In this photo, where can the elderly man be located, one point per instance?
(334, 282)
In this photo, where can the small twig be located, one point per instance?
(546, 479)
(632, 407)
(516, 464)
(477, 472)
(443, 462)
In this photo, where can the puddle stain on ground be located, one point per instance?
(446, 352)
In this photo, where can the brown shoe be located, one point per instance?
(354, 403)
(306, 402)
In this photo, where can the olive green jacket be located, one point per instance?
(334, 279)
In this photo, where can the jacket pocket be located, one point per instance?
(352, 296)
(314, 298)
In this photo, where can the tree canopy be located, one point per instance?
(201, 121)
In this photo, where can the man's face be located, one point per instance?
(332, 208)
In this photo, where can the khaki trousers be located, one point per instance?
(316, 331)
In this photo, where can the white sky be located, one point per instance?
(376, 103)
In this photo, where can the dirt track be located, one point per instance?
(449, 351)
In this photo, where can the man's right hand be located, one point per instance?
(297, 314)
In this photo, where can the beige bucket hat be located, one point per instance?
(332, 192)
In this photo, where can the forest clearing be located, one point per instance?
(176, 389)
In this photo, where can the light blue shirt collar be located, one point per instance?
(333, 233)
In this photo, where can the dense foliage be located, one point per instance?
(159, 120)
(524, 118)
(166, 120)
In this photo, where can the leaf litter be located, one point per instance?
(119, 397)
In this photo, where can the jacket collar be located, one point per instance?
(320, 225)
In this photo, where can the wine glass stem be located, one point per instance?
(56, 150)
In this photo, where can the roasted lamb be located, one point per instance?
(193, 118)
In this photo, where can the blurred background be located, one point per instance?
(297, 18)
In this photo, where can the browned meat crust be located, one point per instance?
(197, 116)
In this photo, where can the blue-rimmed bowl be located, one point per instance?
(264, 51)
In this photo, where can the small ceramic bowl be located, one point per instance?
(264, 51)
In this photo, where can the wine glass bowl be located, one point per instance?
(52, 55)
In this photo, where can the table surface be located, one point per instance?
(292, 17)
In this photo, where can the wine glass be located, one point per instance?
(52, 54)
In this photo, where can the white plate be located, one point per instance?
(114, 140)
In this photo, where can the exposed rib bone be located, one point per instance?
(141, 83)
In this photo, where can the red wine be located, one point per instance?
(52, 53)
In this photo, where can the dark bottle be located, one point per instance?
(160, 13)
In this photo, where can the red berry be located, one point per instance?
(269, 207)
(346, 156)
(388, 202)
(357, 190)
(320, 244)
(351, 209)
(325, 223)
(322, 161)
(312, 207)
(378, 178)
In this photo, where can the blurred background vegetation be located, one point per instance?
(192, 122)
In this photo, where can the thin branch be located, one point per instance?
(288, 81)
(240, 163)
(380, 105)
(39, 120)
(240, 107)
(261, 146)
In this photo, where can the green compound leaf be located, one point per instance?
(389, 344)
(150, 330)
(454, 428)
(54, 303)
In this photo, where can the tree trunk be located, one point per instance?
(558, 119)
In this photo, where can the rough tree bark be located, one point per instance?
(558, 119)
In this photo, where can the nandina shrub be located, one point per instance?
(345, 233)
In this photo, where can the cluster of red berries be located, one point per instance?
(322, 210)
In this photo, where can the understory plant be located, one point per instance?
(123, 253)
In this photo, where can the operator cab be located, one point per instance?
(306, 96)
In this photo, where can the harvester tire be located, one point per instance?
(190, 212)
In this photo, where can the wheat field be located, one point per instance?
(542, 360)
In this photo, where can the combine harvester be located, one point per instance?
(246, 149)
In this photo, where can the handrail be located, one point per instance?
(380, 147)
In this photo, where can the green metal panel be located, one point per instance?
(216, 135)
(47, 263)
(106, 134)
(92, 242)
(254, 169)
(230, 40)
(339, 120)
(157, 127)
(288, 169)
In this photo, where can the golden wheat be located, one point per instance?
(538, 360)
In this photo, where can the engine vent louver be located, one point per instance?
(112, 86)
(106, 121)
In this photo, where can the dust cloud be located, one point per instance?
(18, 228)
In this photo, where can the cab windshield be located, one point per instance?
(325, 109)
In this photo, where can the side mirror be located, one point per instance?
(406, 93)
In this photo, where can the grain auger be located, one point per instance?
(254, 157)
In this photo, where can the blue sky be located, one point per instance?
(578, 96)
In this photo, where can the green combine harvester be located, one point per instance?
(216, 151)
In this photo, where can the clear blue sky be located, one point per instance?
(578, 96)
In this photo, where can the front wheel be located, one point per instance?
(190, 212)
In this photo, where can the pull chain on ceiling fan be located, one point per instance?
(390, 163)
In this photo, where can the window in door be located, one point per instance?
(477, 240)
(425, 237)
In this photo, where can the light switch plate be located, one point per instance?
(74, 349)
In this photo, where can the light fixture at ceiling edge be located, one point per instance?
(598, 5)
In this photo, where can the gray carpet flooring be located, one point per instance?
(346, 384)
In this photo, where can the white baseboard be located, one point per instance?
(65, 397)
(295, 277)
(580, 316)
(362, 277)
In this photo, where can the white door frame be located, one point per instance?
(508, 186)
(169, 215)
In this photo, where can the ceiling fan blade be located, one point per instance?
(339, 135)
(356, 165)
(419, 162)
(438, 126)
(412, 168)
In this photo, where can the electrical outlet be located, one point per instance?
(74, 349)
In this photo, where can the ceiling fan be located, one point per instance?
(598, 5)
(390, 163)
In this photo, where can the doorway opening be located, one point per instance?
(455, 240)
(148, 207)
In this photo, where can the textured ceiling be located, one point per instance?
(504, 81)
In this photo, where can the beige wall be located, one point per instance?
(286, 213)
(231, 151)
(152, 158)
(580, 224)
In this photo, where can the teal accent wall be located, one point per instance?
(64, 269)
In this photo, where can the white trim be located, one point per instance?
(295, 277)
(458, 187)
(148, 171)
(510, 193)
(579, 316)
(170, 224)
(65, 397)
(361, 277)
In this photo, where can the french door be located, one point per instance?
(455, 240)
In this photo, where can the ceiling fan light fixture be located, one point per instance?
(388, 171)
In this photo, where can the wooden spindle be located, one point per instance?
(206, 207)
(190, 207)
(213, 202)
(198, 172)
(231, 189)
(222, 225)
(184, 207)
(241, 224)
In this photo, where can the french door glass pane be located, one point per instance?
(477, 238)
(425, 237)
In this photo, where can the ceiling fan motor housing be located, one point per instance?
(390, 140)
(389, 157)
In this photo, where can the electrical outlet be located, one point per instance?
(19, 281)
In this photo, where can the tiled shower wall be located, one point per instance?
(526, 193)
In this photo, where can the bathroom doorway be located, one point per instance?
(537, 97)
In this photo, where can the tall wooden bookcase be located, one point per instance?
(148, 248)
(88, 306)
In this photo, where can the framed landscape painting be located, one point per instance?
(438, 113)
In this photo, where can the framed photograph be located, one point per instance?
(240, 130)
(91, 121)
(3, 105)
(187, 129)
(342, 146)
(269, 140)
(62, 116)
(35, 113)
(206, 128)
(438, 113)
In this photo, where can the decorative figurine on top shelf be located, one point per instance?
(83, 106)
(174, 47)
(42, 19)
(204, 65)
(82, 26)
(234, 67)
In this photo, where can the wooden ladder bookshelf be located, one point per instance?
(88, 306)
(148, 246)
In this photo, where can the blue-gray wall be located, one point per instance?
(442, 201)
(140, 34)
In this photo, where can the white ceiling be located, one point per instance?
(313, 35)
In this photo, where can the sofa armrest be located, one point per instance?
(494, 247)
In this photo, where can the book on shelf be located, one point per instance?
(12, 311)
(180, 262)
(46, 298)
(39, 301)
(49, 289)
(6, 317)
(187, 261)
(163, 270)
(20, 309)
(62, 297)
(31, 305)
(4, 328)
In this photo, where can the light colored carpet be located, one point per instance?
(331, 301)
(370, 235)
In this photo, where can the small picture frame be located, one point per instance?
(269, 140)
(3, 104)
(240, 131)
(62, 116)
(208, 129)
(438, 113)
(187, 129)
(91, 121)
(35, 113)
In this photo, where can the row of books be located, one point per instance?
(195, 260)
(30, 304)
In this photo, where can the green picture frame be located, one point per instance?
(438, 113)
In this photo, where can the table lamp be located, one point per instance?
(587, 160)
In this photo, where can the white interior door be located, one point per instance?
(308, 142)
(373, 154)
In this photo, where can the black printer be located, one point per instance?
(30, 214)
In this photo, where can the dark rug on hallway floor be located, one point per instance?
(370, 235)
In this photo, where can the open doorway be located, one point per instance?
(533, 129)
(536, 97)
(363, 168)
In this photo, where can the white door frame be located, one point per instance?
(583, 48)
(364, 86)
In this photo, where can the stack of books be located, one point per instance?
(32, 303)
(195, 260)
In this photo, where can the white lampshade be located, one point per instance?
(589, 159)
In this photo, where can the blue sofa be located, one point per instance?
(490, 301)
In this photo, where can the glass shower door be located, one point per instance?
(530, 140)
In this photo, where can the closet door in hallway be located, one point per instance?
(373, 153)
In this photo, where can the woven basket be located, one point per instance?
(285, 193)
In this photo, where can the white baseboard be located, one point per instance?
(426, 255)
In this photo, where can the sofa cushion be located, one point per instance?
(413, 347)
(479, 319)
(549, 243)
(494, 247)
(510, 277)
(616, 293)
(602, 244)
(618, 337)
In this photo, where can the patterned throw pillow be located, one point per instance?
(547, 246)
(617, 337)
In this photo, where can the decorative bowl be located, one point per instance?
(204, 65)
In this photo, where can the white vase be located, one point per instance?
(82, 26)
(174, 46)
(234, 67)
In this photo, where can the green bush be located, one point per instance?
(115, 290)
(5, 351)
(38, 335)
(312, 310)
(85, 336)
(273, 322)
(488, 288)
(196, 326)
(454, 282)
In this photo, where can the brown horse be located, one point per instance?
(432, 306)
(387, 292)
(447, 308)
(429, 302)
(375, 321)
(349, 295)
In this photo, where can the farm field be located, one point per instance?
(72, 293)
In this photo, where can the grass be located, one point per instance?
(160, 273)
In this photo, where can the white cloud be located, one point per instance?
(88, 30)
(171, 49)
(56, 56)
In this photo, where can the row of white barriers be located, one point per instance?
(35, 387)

# [Your objective]
Render the records as a two-column CSV with the headers "query" and "result", one row per record, starting at the one containing "In this photo, where can the farm" and ending at the last record. Put each record's text and its answer in their own quoted fields, with line breaks replaced by spaces.

# [Final result]
query,result
"In this photo, where can the farm field be located, one point per instance?","(72, 293)"
"In this photo, where can the grass be located, one point per instance?","(160, 273)"
"In this photo, where can the white cloud be located, one point per instance?","(88, 30) (171, 49) (56, 56)"
"In this photo, where can the row of white barriers be located, one point per instance?","(35, 387)"